- Blocco di testo -
-=-=-

Molti degli usi e dei costumi che oggi diamo per scontati e molte delle nostre abitudini più radicate derivano, in realtà, dal grande contributo apportato dal monachesimo in generale, ed in particolar modo dalla Regola di san Benedetto. Quest'opera valicò i confini del suo ordine monastico divenendo la base sulla quale, ancora oggi, si basano le nostre abitudini.
In epoca romana non esistevano ospedali: l'unica realtà simile ad essi erano i valetudinaria, delle "infermerie", riservate però ai militari.
«Dei malati bisogna avere cura prima di tutto e al di sopra di tutto per servirli come Cristo in persona»
(Cap 36)Da qui nascerà l'«hospitale pauperum et pelegrinorum», ovvero quello che noi oggi conosciamo con il nome di «ospedale».
Prima della Regola benedettina, durante la giornata si faceva generalmente un solo pasto durante il pomeriggio. La suddivisione nell'arco della giornata di tre pasti (colazione, pranzo e cena) vengono introdotti dalla Regola benedettina.
«I fratelli pranzino all'ora di Sesta, cioè a mezzogiorno, e cenino la sera»
(Cap. 41)La colazione, poi, prende il suo nome proprio dalle collationis dei monaci, ovvero le letture che prima di san Benedetto venivano fatte a tarda sera, ma che con la scansione oraria delle preghiere dettata dalla sua Regola furono spostate subito dopo le preghiere del mattino.

-=-=-

- Dati forniti -
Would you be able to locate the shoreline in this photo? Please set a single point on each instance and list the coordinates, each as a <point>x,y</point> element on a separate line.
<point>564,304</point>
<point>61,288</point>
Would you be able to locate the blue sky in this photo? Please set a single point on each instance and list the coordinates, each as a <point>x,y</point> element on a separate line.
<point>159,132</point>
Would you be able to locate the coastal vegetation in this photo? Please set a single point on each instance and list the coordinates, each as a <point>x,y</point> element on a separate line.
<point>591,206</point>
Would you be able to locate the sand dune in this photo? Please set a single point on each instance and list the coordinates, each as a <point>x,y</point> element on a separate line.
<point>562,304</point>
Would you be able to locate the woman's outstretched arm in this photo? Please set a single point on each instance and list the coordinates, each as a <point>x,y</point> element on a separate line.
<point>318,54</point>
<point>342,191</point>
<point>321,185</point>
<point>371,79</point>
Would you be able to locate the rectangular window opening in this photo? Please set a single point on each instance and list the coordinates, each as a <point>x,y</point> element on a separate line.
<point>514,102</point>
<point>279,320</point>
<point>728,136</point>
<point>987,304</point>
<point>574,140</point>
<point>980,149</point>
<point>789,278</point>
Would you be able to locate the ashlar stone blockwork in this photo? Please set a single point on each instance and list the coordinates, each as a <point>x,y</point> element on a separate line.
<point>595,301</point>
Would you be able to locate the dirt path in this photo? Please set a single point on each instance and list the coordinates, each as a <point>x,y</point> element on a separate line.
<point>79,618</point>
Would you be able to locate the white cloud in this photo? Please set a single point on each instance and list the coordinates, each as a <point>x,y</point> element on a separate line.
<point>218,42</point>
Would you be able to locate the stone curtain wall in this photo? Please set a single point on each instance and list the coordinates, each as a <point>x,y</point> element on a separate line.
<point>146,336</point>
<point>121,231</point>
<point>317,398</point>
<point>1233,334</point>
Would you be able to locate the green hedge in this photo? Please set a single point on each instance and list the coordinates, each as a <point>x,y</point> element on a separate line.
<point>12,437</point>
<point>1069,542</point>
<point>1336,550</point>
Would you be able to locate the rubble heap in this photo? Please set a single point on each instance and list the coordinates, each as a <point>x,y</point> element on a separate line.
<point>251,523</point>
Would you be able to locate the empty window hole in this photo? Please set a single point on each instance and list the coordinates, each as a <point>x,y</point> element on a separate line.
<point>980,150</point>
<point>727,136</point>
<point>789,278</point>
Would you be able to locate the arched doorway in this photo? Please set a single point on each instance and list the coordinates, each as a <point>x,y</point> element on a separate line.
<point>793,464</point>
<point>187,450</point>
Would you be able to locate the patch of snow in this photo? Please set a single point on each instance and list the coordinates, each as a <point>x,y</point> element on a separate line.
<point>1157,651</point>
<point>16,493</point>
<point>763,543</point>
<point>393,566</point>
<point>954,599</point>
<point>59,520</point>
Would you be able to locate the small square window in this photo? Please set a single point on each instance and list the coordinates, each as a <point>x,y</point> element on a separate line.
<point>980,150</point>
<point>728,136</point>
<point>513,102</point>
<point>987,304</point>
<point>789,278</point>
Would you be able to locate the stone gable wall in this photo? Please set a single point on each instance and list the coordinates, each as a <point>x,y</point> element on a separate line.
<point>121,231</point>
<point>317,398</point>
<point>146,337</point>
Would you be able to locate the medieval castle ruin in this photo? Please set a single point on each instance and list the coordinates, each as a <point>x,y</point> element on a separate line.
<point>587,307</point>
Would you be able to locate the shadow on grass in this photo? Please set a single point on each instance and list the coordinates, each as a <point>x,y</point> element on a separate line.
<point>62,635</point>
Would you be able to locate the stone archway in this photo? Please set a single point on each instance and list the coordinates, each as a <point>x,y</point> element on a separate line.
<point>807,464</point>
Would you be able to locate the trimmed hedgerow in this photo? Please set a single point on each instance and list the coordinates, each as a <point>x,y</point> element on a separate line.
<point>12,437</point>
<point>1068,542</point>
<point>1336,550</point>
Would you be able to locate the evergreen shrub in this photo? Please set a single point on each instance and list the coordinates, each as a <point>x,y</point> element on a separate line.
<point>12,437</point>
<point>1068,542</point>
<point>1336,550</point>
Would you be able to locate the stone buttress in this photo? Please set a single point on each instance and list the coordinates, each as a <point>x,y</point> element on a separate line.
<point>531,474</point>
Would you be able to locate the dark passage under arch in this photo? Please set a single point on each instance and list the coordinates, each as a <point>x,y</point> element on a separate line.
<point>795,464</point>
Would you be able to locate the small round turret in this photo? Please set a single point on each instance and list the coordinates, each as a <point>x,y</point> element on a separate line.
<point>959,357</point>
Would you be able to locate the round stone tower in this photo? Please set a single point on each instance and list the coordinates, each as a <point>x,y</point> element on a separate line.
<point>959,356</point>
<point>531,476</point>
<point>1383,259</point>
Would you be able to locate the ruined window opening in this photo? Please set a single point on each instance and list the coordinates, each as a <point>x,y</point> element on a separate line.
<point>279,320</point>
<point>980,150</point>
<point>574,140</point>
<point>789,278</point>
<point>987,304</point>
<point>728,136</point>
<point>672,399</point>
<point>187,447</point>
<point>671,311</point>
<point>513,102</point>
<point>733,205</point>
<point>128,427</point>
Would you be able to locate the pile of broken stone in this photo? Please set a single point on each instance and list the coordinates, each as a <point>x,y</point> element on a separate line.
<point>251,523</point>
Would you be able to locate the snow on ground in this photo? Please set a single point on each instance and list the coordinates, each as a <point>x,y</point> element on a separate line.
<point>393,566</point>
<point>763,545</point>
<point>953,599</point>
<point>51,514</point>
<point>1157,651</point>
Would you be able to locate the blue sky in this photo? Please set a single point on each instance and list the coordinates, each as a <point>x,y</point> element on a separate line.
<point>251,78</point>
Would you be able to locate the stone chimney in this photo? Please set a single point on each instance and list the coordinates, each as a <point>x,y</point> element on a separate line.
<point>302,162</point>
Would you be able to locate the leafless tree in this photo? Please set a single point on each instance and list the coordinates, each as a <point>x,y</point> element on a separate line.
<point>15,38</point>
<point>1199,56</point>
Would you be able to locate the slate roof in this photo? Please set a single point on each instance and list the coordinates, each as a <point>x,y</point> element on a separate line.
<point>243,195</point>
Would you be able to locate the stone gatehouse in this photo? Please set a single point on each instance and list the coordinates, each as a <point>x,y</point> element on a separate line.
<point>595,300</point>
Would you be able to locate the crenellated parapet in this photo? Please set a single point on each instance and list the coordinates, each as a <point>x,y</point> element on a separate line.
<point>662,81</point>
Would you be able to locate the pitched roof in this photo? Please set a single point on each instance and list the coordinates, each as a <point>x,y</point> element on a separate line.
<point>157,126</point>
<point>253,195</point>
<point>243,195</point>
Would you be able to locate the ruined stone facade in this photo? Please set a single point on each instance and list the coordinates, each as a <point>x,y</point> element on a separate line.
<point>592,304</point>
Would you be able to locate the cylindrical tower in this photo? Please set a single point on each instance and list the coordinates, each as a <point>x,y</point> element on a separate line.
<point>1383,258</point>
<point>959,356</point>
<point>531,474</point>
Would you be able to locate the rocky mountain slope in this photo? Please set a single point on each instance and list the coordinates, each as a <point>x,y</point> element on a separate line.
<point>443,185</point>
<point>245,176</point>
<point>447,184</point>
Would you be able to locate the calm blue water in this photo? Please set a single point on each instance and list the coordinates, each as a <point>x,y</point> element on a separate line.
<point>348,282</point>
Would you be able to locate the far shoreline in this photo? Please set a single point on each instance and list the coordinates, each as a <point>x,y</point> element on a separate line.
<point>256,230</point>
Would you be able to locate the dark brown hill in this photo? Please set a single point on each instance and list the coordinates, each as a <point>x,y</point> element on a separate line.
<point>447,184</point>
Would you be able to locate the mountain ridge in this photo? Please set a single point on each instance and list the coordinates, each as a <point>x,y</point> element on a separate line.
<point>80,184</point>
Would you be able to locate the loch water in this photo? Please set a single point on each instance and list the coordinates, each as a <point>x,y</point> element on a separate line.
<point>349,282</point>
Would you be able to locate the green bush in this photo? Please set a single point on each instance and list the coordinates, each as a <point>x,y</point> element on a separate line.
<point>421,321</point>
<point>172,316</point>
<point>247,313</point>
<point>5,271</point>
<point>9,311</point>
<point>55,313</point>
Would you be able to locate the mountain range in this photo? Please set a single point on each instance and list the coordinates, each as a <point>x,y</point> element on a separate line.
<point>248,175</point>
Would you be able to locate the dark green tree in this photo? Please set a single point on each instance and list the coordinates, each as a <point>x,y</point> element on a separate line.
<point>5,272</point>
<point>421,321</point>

-=-=-

- Compiti da svolgere -
**a.** Estrai dal testo sulla Regola di san Benedetto il passo che va da "Prima della Regola" a "dalla Regola benedettina.".
**b.** Indica se ciascuna affermazione concorda con il testo sulla Regola di san Benedetto, rispondendo sì o no e citando le parole del testo che lo stabiliscono. (i) In epoca romana i valetudinaria erano riservati ai militari. (ii) Prima della Regola benedettina si facevano generalmente tre pasti al giorno. (iii) Prima di san Benedetto le collationis si facevano al mattino.

- Risposte in ordine -
**a.**
Prima della Regola benedettina, durante la giornata si faceva generalmente un solo pasto durante il pomeriggio. La suddivisione nell'arco della giornata di tre pasti (colazione, pranzo e cena) vengono introdotti dalla Regola benedettina.

**b.**
(i) Sì: "riservate però ai militari".
(ii) No: "si faceva generalmente un solo pasto durante il pomeriggio".
(iii) No: "venivano fatte a tarda sera".